(Recorded data)
------------------------

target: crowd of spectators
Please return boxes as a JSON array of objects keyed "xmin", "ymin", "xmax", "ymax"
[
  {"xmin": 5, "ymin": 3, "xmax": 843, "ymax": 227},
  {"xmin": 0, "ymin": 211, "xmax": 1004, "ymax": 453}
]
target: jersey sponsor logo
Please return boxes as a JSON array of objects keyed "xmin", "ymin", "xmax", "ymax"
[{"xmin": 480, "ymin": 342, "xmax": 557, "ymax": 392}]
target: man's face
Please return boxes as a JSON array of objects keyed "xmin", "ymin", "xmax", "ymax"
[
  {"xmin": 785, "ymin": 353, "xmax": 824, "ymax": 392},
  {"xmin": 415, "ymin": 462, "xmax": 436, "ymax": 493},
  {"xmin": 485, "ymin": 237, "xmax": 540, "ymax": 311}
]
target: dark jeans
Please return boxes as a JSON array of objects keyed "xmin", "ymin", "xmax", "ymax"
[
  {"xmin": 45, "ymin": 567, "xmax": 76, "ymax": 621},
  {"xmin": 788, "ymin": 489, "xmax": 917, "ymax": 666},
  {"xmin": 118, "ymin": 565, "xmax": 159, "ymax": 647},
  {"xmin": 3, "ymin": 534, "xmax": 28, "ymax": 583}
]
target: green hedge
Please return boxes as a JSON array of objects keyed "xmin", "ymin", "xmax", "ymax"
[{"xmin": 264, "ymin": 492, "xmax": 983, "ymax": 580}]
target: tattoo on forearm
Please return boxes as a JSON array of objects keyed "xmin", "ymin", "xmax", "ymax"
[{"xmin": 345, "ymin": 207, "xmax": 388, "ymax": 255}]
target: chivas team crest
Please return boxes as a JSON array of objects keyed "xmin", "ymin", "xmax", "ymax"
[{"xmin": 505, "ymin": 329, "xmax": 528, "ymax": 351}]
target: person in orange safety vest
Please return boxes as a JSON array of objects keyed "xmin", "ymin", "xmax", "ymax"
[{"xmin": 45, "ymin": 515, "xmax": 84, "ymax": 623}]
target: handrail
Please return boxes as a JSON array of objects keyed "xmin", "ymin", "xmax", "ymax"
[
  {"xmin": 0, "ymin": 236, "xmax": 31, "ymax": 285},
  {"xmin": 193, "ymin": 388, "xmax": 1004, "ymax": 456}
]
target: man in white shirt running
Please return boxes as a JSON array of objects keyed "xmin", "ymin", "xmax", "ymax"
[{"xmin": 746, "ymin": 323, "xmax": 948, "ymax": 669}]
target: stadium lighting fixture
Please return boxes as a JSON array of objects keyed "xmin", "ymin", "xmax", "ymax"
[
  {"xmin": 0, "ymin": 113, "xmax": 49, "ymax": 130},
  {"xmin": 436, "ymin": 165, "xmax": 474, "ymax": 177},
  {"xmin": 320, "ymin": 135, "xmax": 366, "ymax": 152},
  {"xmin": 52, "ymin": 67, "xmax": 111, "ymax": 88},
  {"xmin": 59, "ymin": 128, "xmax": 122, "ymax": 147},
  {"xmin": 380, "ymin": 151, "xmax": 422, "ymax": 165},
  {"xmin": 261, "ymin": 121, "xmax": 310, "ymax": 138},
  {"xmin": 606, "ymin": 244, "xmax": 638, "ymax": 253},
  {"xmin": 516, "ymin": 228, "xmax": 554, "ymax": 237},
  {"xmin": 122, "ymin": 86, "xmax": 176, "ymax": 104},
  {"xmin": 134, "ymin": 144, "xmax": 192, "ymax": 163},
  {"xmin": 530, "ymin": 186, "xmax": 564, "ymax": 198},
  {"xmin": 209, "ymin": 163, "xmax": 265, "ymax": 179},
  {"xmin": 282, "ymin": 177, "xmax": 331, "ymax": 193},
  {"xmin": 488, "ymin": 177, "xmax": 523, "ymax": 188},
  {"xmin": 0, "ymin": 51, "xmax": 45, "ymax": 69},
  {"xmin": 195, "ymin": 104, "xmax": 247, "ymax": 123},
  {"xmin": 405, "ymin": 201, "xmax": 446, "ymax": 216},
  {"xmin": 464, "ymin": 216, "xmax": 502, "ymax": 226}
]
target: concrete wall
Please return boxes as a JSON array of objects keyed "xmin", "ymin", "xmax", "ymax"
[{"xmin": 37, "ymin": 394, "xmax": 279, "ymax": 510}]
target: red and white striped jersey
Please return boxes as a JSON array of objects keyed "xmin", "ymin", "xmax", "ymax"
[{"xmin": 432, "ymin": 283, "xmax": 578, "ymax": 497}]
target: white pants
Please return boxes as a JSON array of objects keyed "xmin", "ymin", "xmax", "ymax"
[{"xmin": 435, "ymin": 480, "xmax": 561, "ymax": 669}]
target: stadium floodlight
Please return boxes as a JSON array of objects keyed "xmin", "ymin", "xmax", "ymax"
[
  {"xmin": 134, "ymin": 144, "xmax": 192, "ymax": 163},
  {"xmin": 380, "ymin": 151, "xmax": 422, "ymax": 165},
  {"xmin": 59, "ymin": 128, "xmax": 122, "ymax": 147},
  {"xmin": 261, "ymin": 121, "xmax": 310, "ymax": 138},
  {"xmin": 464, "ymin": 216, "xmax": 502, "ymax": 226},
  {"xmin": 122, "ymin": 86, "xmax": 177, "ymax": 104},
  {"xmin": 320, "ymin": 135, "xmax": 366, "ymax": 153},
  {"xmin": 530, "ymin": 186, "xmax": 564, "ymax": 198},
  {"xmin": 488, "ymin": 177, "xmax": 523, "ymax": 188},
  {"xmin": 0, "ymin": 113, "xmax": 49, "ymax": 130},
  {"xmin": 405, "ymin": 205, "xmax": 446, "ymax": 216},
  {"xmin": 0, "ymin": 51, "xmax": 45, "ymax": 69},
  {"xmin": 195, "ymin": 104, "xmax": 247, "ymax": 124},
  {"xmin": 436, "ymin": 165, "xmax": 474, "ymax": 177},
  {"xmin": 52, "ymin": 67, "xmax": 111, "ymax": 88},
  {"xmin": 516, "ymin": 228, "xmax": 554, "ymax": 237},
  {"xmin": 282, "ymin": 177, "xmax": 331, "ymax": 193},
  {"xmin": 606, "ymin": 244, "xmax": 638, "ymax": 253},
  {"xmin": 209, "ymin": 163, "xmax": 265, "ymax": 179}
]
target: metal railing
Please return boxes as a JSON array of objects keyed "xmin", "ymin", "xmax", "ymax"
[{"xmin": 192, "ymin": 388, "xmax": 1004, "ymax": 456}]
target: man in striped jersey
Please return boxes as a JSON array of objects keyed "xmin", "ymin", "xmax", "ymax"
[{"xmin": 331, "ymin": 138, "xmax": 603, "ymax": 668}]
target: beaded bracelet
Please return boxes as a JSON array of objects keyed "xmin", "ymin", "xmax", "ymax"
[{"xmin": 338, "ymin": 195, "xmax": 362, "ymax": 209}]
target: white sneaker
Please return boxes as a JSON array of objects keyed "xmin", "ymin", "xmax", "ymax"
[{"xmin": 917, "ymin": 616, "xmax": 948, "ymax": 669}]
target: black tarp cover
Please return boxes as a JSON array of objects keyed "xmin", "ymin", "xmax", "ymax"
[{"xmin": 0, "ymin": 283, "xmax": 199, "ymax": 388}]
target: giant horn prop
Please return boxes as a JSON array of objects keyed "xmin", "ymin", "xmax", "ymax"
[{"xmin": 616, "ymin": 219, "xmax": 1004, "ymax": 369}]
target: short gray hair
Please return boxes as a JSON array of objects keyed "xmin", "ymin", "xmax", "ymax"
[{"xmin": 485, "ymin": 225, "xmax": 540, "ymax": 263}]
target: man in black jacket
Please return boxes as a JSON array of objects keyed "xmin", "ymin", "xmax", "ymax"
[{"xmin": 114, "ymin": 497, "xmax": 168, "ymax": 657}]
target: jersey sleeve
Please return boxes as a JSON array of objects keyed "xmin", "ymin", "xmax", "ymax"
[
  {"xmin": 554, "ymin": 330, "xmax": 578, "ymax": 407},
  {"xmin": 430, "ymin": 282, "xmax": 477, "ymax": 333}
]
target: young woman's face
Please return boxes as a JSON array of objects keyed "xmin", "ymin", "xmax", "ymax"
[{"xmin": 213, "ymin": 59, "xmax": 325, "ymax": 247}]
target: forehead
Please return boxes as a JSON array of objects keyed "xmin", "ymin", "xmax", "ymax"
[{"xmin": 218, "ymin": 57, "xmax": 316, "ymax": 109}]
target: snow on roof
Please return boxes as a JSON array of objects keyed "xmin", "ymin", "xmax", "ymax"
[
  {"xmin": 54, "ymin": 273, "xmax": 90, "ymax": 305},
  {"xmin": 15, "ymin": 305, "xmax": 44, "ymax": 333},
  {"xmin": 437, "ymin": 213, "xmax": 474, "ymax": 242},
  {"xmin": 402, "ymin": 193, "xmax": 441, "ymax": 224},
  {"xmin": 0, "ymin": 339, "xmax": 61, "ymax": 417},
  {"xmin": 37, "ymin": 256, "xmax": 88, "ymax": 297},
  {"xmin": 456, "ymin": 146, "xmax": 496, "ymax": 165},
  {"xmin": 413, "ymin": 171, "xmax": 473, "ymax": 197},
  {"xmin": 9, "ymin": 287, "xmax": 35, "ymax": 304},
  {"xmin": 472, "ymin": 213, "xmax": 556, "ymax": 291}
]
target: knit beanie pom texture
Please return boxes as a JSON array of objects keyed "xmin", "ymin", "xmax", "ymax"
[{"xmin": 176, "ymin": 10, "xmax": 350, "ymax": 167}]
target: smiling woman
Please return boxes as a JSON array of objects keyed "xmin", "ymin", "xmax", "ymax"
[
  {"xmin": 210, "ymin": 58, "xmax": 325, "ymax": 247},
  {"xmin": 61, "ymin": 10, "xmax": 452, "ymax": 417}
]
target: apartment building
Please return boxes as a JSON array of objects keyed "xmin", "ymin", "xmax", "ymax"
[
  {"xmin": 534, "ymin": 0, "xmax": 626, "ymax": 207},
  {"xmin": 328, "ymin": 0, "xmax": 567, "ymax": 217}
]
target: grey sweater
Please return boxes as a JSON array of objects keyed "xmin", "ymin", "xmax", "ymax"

------------------------

◆ STATED EXERCISE: Retype the items exactly, from the line containing "target: snow on roof" down to the last line of the items.

◆ RESPONSE TO THIS TASK:
target: snow on roof
Please return boxes as a JSON array of objects keyed "xmin", "ymin", "xmax", "ymax"
[
  {"xmin": 54, "ymin": 273, "xmax": 90, "ymax": 305},
  {"xmin": 15, "ymin": 305, "xmax": 44, "ymax": 333},
  {"xmin": 437, "ymin": 213, "xmax": 474, "ymax": 242},
  {"xmin": 402, "ymin": 193, "xmax": 441, "ymax": 224},
  {"xmin": 0, "ymin": 339, "xmax": 61, "ymax": 417},
  {"xmin": 37, "ymin": 256, "xmax": 88, "ymax": 297},
  {"xmin": 456, "ymin": 146, "xmax": 496, "ymax": 165},
  {"xmin": 413, "ymin": 171, "xmax": 473, "ymax": 197},
  {"xmin": 9, "ymin": 287, "xmax": 35, "ymax": 304},
  {"xmin": 472, "ymin": 213, "xmax": 556, "ymax": 291}
]
target: knit beanie pom texture
Please return boxes as a JSON array of objects keyed "xmin", "ymin", "xmax", "ymax"
[{"xmin": 176, "ymin": 10, "xmax": 350, "ymax": 167}]
target: smiling woman
Please return boxes as a JSON array of objects keyed "xmin", "ymin", "xmax", "ymax"
[
  {"xmin": 210, "ymin": 58, "xmax": 325, "ymax": 247},
  {"xmin": 61, "ymin": 10, "xmax": 452, "ymax": 417}
]
target: apartment building
Please return boxes as a JSON array of objects keyed "xmin", "ymin", "xmax", "ymax"
[
  {"xmin": 534, "ymin": 0, "xmax": 626, "ymax": 207},
  {"xmin": 328, "ymin": 0, "xmax": 567, "ymax": 217}
]
target: grey sweater
Please return boxes as a JSON array of objects keyed "xmin", "ymin", "xmax", "ymax"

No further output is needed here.